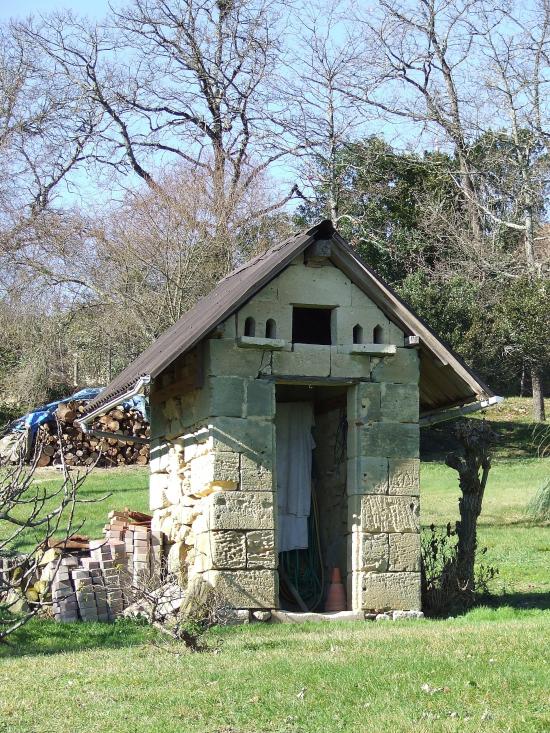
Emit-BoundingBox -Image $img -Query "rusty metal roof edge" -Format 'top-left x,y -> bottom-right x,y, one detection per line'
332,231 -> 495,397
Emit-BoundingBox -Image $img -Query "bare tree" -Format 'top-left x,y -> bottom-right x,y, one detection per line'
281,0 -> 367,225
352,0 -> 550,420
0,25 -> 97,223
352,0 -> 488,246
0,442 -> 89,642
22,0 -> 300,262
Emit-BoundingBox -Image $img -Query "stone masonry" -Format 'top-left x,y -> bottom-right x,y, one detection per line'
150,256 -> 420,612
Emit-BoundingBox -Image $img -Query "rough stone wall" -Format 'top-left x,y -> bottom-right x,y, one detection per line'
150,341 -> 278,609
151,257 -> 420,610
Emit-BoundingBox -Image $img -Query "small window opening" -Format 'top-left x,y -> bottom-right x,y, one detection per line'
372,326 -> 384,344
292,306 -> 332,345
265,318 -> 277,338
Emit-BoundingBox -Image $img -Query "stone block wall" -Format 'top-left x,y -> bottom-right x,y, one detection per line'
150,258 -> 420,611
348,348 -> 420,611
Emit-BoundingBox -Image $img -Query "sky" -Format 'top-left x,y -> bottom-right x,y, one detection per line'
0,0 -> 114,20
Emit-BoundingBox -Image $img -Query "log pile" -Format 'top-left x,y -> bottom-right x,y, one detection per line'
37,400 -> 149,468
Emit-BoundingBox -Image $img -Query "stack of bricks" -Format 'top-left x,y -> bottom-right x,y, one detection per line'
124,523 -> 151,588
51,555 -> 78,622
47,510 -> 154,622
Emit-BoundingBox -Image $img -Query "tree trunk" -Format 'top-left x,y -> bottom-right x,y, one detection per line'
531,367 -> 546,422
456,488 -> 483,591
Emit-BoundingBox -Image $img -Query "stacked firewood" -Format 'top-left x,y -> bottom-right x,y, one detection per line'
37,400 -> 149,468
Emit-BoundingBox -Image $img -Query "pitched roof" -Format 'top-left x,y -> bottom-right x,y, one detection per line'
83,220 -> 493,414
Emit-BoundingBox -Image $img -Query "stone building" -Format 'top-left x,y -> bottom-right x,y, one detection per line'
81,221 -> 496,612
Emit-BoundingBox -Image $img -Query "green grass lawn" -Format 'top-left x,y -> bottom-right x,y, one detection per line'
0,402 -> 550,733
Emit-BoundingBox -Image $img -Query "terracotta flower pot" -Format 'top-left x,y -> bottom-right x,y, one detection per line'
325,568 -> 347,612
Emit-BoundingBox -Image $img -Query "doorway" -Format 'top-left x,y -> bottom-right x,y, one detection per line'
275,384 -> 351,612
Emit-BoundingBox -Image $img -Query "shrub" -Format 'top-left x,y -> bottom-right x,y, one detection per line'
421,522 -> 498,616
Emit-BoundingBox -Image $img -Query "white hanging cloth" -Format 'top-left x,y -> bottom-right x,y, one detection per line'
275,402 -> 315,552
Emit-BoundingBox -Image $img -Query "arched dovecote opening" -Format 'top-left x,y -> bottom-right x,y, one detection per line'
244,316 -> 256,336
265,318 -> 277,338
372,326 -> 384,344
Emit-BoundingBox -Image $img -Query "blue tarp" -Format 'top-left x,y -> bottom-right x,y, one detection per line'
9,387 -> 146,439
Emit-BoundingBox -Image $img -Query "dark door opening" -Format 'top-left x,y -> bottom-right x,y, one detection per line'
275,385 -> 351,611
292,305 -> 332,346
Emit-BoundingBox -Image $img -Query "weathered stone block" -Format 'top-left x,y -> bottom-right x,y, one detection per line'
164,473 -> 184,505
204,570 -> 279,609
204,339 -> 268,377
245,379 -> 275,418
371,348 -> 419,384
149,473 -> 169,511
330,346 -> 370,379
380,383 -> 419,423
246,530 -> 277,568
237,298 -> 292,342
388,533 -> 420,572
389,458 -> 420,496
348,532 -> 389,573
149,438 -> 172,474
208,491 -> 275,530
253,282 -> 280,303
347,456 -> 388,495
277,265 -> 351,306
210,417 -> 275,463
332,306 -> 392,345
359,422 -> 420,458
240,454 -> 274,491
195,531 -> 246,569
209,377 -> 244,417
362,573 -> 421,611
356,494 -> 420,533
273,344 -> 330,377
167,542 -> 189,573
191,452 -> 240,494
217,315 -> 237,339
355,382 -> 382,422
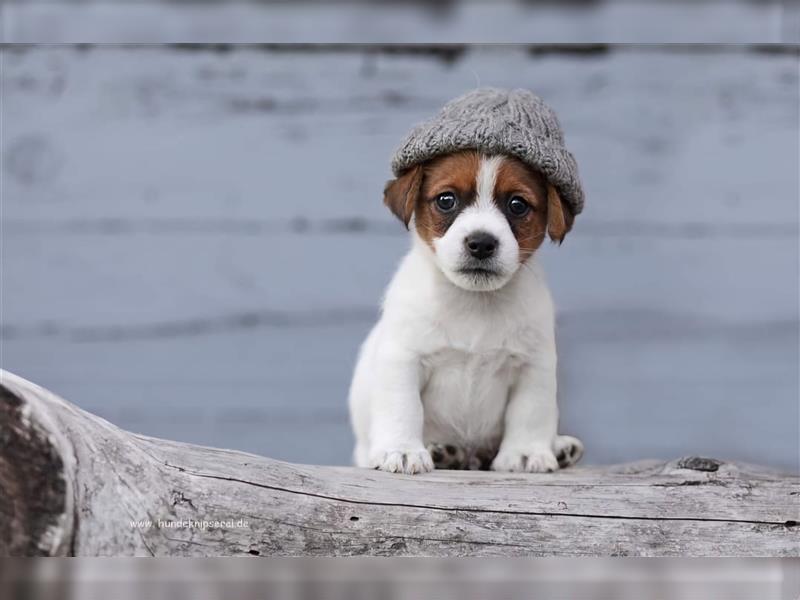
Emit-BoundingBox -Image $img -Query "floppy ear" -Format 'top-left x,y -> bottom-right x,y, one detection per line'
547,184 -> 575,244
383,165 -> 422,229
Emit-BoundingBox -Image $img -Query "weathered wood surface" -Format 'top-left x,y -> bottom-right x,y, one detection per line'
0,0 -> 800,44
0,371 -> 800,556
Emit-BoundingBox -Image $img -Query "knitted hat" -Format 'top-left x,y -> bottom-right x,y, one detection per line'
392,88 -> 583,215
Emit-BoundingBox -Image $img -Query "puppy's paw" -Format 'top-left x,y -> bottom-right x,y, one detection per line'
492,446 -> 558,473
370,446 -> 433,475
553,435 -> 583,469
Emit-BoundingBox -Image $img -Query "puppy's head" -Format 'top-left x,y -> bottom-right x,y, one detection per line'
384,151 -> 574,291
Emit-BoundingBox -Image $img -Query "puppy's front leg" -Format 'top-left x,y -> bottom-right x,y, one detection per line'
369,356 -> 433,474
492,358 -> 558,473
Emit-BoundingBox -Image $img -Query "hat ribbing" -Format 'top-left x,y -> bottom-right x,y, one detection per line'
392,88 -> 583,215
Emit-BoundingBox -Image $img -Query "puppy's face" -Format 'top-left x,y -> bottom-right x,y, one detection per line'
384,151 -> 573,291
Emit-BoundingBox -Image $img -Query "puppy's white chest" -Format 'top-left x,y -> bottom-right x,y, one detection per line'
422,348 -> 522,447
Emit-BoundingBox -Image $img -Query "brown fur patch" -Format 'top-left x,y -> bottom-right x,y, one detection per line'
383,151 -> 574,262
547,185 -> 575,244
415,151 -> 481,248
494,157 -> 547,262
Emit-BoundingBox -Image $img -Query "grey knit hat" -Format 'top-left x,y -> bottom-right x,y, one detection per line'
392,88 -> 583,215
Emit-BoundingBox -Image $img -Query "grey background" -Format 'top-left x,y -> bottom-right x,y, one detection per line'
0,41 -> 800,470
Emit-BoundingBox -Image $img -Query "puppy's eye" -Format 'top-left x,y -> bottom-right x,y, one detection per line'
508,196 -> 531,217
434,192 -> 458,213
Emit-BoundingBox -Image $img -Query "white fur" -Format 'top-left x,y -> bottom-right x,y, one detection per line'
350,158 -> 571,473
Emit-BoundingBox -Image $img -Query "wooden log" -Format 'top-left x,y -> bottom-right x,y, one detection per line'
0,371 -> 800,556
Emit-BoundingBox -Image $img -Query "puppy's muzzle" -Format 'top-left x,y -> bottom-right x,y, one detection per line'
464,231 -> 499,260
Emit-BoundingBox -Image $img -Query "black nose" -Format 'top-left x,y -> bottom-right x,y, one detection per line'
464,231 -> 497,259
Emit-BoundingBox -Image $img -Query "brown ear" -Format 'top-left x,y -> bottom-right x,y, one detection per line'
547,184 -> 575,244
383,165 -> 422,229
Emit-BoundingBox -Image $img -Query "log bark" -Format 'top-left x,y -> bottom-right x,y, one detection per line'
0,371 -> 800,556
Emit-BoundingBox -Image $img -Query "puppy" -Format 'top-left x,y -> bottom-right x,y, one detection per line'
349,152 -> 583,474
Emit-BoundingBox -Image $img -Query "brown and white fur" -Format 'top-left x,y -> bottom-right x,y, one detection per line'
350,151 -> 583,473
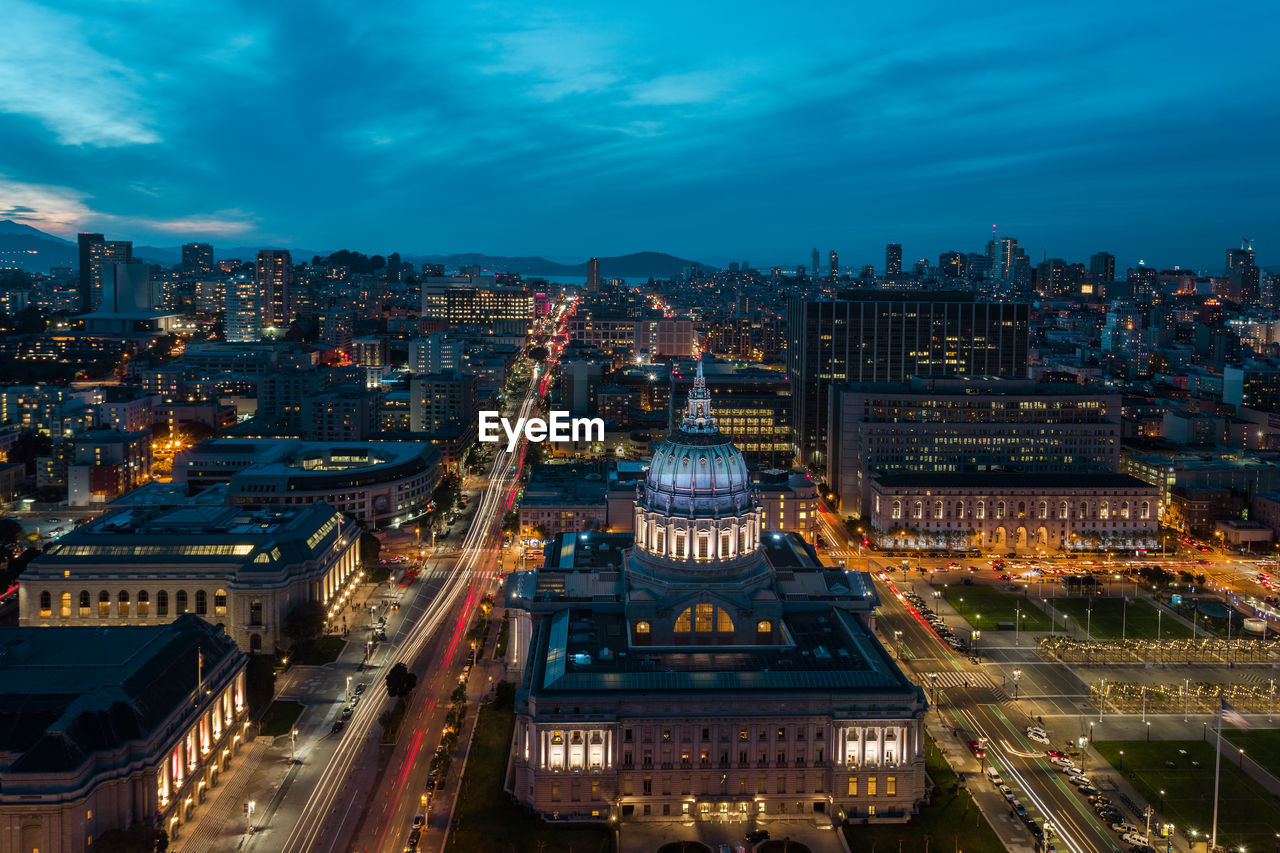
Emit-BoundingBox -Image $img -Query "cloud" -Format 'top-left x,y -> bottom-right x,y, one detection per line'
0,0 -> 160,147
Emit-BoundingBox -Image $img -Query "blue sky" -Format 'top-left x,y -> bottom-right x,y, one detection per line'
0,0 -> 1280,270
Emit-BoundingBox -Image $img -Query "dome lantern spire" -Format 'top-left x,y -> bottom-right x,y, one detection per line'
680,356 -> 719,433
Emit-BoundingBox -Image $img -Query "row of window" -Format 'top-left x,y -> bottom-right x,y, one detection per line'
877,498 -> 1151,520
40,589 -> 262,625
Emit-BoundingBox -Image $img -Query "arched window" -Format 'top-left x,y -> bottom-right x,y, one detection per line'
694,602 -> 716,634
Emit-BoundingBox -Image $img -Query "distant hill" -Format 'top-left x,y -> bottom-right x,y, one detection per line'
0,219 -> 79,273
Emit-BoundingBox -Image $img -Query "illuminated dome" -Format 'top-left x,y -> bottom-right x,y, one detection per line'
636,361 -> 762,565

What the task asks
Pick out each line in the records that contains the word "dome", and copy those lines in full.

Written solution
Emit-BoundingBox -Image $img -Query "dome lantern spire" -Format 'top-left x,y -> bottom-right x,y, one detection per line'
Emit-BoundingBox -Image $img -Query "illuminated dome" -Format 'top-left x,y -> bottom-right x,y, one detection per line'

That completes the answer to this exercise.